§ **JOB 1**: Name every Department Q character mentioned by name in the book blog below.
§ **JOB 2**: Quote the book blog below word for word, starting at "I am an enthusiastic" and ending at "into another day.".

§ **PASSAGE GIVEN**:
.....

Friday, January 31, 2014

The Purity of Vengeance - Jussi Adler-Olsen

I am an enthusiastic fan of Adler-Olsen's Department Q novels, so when this one didn't quite grab me like they usually do I chalked it up to some sort of reading ennui.

I sat up past my usual bedtime last night to finish it. I was eager to see how all the pieces of the latest cold case shook out, and also keen to find out the fate of some of the players in the story, but as the clock ticked on I realized that the real reason I was staying up late was that I didn't want to carry this one on into another day.

Yes, I was finally caught up in the whodunit/whoisdoing it thing, but honestly? Maybe it's a Danish thing or something, but I grew very weary of the endless references to people's bowels churning, and clogged toilets, and such. While murder and mayhem in a novel don't phase me much, I suppose I'm a prude when it comes to bodily functions. There is a reason there are doors on bathrooms, people.

Apart from that recurring theme keeping me at arm's distance, it was the first of Adler-Olsen's Department Q novels in which both the cold case and the current day machinations didn't hold me in equal thrall. I found myself bored with what was going on in the current day investigation, and for the most part, in the day to day lives of Mørck, Rose, and Assad outside the case itself.

This wasn't a godawful book. Had it been, I would not have finished it, and you'd know about it, but it just didn't measure up to the earlier books in the series.


Monday, January 20, 2014

First Fail of the Year

Careful readers know that I had intended to read Mary Poppins after seeing the very, very good Saving Mr. Banks at the local cinema. I was embarrassed to admit I'd not ever read it, but felt much better when I discovered on our way back to our car after the credits rolled that my husband had never even seen Mary Poppins, the movie. 

I knew I didn't have a copy at the shop. I added it to our next incoming order so I would have something light and happy to look forward to after reading a couple of novels that were exquisitely good, but which had done a number on my heart.

Sad to say, my copy of P.L. Travers' childhood favorite didn't make it to the shop, thanks to an understandable albeit infuriating bit of human error.  (Not mine, of course. I am perfect.)

I had to find something on the shelves, then, to break the dark mood of my home library, so picked a novel that seemed to offer lighter fare. It's a novel about Gold Star Mothers traveling to Europe on the government's dime in order to visit their son's graves there. Everything I read about it sounded like a story with heart and soul, but one that would leave me refreshed.  And, more importantly, one I might be able to handsell more easily to some of my "kinder, gentler" customers who have begun to fear that I have a number of screws loose owing to the books that bear my STAFF PICK stickers.

I'm not going to name the book. I'm not going to tell you who the author is. If you care, you'll be able to figure out. You may have read it, and loved it, but I just had to quit reading it for one of those reasons I have: an anachronism. I know, I know. Sue me, but that kind of thing bugs the tar out of me, as does a writer who doesn't trust me enough to understand how sad or unfortunate something is, so they create a scene that spells it out with a 2 x 4 for me.

.....

§ **ENTRIES PROVIDED**:
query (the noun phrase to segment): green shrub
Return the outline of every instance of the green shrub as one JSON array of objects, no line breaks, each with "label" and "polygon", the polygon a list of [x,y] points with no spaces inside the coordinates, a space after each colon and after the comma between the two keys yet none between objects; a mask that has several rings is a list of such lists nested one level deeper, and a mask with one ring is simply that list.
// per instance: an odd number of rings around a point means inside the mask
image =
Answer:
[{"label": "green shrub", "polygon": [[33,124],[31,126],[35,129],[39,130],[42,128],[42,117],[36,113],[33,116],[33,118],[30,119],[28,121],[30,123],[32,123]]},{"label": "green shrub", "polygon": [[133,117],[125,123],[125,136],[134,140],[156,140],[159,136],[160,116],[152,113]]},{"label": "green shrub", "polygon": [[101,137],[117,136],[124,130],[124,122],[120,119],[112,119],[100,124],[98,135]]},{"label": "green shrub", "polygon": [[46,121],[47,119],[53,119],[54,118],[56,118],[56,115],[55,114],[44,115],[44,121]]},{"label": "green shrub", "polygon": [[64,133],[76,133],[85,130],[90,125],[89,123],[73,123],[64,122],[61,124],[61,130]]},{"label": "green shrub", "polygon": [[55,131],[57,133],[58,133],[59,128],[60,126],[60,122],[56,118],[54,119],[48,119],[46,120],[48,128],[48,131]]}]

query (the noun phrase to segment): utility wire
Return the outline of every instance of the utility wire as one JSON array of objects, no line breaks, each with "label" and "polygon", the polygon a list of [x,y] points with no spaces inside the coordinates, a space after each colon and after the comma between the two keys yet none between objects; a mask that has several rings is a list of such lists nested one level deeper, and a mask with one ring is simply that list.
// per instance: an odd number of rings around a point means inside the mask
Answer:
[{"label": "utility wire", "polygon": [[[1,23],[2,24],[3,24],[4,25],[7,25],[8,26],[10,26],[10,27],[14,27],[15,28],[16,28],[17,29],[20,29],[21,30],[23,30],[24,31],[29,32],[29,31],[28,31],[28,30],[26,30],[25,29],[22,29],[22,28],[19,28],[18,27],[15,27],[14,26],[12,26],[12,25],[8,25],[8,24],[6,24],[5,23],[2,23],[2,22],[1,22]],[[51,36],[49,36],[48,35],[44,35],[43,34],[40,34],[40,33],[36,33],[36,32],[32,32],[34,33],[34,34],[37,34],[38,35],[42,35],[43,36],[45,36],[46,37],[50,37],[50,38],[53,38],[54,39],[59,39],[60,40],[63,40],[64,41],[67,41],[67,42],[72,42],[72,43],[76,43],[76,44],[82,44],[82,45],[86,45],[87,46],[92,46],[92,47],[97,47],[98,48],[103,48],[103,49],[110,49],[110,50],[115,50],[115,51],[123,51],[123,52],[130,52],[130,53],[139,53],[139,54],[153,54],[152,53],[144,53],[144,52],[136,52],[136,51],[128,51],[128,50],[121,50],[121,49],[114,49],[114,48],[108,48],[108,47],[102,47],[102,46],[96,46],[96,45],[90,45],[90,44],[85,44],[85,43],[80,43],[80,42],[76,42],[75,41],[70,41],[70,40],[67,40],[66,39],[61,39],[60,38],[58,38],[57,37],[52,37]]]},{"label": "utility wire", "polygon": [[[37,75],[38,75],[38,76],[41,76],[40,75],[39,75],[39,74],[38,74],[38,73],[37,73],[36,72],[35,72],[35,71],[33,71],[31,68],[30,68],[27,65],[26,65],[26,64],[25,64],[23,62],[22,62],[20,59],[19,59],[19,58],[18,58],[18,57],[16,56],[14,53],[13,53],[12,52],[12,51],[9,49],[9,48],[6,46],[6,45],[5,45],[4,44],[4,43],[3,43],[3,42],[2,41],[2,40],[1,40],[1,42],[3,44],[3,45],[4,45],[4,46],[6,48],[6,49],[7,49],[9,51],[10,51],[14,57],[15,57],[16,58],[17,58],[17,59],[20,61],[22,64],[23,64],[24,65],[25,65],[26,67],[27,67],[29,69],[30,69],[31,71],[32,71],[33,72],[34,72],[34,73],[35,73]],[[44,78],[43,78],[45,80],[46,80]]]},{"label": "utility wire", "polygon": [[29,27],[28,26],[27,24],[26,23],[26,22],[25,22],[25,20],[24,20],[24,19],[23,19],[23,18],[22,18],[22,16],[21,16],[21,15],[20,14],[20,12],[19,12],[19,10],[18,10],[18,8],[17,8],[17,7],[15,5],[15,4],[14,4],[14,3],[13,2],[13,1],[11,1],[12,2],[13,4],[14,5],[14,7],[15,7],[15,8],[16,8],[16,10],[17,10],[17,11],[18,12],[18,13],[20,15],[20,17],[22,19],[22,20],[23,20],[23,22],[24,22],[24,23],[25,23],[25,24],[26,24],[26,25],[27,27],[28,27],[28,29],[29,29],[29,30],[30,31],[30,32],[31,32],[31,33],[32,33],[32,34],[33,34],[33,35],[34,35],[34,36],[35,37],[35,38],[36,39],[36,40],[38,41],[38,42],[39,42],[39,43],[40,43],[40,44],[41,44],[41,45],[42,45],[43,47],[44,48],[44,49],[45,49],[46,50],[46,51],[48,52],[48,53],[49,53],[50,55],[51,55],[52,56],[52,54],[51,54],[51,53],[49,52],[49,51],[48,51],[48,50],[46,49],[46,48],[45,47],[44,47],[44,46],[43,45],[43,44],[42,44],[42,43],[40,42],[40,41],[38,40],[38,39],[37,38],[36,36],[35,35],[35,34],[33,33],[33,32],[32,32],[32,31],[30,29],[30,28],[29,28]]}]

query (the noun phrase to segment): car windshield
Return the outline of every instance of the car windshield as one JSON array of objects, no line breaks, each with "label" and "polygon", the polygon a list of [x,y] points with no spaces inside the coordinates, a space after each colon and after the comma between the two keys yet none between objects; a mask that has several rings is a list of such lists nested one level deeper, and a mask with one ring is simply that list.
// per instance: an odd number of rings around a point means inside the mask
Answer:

.....

§ **ANSWER 1**: Mørck, Rose, Assad

§ **ANSWER 2**:
I am an enthusiastic fan of Adler-Olsen's Department Q novels, so when this one didn't quite grab me like they usually do I chalked it up to some sort of reading ennui.

I sat up past my usual bedtime last night to finish it. I was eager to see how all the pieces of the latest cold case shook out, and also keen to find out the fate of some of the players in the story, but as the clock ticked on I realized that the real reason I was staying up late was that I didn't want to carry this one on into another day.